> _How to complete this task_
Translate this sentence from the article on Lorillard's first-quarter profit into Spanish: "Lorillard, the third-largest cigarette manufacturer by sales, dominates the market for menthol cigarettes, which have done better than regular cigarettes in the U.S. in recent years."

> _Text for analysis_
Posts Tagged ‘Lorillard Inc’

Lorillard’s Profit Surges As Newport Shipments Increase

Tuesday, April 27th, 2010

Lorillard Inc.’s first-quarter profit jumped 26% as its cigarette shipments increased and the company’s Newport menthol cigarettes grew their market share.

Lorillard, the third-largest cigarette manufacturer by sales, dominates the market for menthol cigarettes, which have done better than regular cigarettes in the U.S. in recent years.

The company’s earnings and revenue beat expectations. Still, Lorillard cautioned that fluctuations in retail inventories early last year complicated comparisons with the recent quarter and that the big comparative shipment increases may not continue into the second quarter.

Retailer inventory levels on cigarettes fluctuated sharply early last year in the midst of tax changes on cigarettes, making comparisons with this year’s shipments difficult. Wholesalers and retailers brought down their cigarette stocks and purchases to unusually low levels in the first quarter of last year, ahead of an expected increase in federal excise taxes on cigarettes that took place in April 2009.

The retailer stocks later picked up again, and some retailers even appear to have built up more than needed inventory in this year’s first quarter, the company said.

Lorillard’s first-quarter profit was $232 million, or $1.50 a share, up from $184 million, or $1.09 a share, a year earlier. Shares outstanding fell 8% as the company repurchased 2.6 million shares during the quarter.

Sales soared 48% to $1.36 billion and climbed 20% excluding excise taxes. Sales excluding excise taxes were $923 million, compared with $767 million a year earlier. Analysts polled by Thomson Reuters predicted earnings of $1.22 a share on $803 million on sales.

Lorillard’s dependence on menthol cigarettes for revenue has put the company in greater focus recently. Some public health advocates argue that menthol, which is generally derived from mint plants, masks the harmful flavors of cigarettes and encourages people to smoke. A special panel of health and other experts has in recent weeks begun to work with the Food and Drug Administration to help the agency decide whether it should restrict sales or marketing of menthol products.

On a conference call, Lorillard Chief Executive Martin Orlowsky said the thrust of the panel has largely been as expected so far. The company still believes that scientific research supports its view that the effects of menthol cigarettes aren’t different from regular cigarettes, he said.

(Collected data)
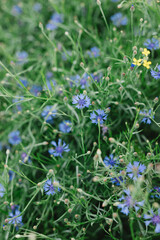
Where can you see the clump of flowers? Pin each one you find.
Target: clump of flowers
(128, 203)
(49, 113)
(98, 116)
(135, 170)
(81, 101)
(14, 137)
(65, 126)
(152, 44)
(59, 148)
(119, 20)
(153, 218)
(50, 187)
(156, 74)
(147, 115)
(144, 61)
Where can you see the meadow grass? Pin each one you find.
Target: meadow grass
(80, 119)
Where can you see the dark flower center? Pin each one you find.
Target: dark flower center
(135, 170)
(51, 188)
(59, 149)
(16, 138)
(156, 219)
(129, 201)
(83, 81)
(152, 45)
(82, 102)
(112, 161)
(99, 117)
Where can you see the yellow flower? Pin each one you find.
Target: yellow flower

> _Exercise result_
Lorillard, el tercer mayor fabricante de cigarrillos por ventas, domina el mercado de los cigarrillos mentolados, a los que les ha ido mejor que a los cigarrillos normales en EE. UU. en los últimos años.